[[ Stored data, beginning ]]
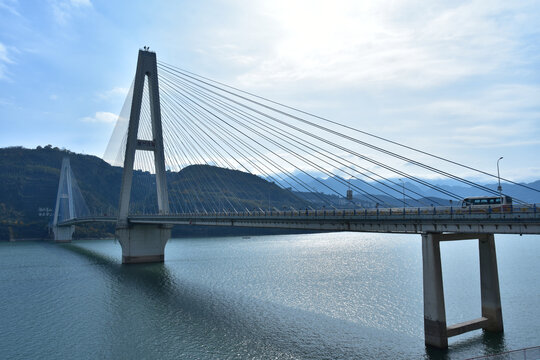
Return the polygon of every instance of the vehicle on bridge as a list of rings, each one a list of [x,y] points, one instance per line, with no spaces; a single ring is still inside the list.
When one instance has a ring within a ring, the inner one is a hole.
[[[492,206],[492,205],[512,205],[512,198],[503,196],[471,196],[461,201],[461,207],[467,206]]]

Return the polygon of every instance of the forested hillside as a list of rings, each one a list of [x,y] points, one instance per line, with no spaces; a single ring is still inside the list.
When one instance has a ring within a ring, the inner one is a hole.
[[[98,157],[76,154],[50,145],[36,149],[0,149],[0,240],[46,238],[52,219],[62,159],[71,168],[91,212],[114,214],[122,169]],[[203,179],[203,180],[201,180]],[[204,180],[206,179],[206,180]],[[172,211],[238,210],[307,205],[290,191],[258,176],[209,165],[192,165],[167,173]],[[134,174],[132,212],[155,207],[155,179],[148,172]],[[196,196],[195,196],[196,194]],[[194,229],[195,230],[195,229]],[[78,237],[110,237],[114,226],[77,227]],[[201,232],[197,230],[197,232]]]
[[ Stored data, end ]]
[[ Stored data, beginning ]]
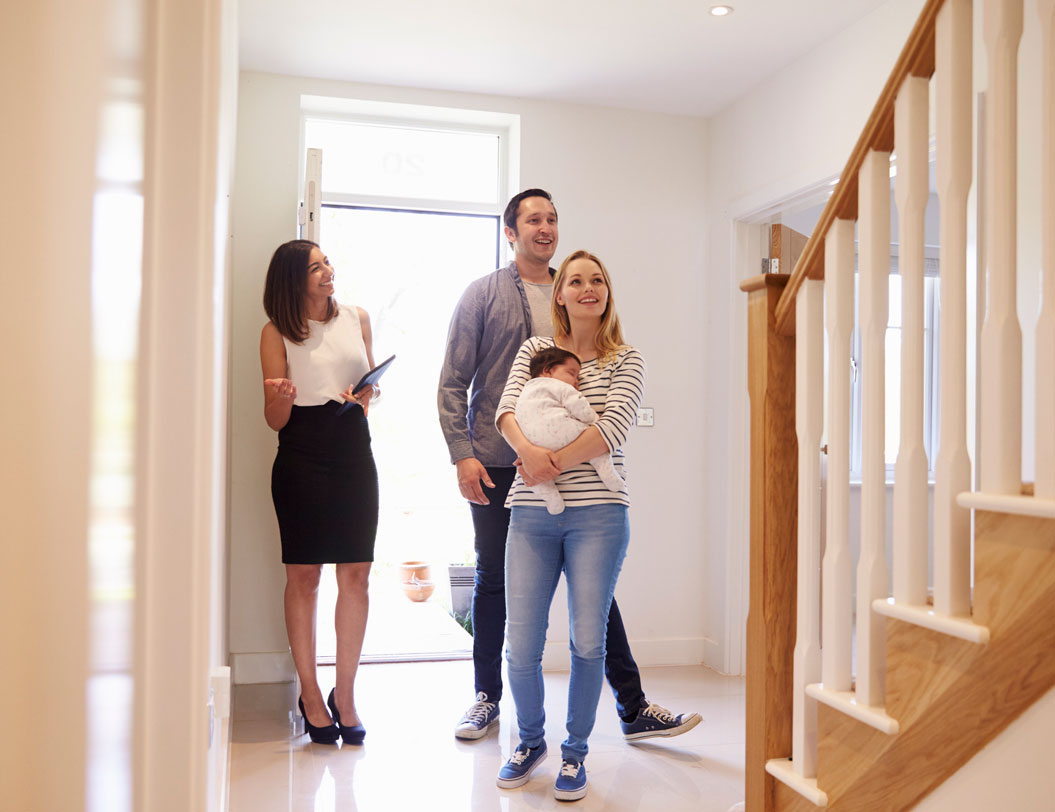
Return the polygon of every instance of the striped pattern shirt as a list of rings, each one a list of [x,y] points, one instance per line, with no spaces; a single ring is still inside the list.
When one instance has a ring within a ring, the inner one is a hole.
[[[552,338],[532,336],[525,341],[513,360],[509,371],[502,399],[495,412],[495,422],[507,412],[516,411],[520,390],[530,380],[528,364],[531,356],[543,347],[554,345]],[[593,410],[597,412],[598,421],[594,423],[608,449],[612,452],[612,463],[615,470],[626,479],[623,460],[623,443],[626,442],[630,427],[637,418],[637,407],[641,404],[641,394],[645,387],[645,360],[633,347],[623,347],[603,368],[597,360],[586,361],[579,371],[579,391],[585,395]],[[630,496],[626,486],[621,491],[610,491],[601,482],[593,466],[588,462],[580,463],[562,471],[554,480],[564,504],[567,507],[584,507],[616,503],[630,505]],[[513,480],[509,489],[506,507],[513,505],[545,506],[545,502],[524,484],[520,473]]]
[[ Stored data, end ]]
[[ Stored data, beginning ]]
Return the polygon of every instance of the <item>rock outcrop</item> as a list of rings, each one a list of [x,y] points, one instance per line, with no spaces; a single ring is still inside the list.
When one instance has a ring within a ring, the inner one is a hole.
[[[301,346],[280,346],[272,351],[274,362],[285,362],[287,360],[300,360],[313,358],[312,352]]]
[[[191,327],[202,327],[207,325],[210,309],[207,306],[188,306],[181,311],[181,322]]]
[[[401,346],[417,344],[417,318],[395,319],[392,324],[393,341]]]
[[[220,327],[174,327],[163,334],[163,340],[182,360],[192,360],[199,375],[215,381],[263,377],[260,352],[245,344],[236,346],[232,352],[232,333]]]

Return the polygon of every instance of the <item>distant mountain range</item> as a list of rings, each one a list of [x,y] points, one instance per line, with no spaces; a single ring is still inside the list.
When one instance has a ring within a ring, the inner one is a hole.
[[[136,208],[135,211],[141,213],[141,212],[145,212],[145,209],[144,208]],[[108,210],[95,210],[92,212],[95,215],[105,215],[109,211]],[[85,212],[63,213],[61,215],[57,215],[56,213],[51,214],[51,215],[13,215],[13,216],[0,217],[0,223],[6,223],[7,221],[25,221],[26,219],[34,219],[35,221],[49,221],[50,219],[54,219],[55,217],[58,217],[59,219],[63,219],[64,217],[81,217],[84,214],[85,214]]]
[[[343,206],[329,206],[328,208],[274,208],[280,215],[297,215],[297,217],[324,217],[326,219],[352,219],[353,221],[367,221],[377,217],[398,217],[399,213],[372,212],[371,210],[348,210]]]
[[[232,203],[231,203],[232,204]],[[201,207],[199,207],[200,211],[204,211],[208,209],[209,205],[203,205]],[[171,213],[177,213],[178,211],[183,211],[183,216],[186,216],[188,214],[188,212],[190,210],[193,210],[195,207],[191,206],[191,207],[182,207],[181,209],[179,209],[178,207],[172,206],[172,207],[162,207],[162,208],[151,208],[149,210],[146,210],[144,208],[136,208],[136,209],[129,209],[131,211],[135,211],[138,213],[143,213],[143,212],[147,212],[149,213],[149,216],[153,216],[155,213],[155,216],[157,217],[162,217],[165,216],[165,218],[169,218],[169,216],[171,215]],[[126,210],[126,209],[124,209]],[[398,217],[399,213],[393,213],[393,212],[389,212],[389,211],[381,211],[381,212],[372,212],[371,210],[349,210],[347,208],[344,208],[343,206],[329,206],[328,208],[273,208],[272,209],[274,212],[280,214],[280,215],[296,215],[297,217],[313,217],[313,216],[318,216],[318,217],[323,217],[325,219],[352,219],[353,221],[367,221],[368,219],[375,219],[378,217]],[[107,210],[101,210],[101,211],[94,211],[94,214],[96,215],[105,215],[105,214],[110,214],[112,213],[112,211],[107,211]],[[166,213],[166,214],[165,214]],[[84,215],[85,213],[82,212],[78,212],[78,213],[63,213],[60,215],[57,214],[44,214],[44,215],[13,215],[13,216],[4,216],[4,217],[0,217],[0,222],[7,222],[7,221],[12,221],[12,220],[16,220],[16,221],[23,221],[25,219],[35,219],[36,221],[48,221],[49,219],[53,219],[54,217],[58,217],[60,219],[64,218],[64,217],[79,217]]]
[[ Stored data, end ]]
## Task objective:
From the data above, copy each line where the string "points" appears.

## Answer to the problem:
Return the polygon of every instance of the vehicle on bridge as a list of rings, each one a list of [x,y] points, one instance per line, with no spaces; a single ring is still inside the list.
Return the polygon of every instance of the forested hillside as a list of rings, each one a list of [x,y] points, one instance per line, with no spaces; a single ring is still inside the list.
Return the polygon of every instance of the striped pattern shirt as a list of rings, each one a list of [x,y] points, one instance per line, with no spaces; a single ring is still inside the list.
Return the polygon of every instance of the <item>rock outcrop</item> as a list of rings, each one a list of [x,y] points, one instance per line, with no spaces; a single ring is still inside the list.
Return the polygon of every instance of the <item>distant mountain range</item> as a list of rings, each one a list of [x,y] points, one instance per line, with no spaces; a single ring is still inside the list.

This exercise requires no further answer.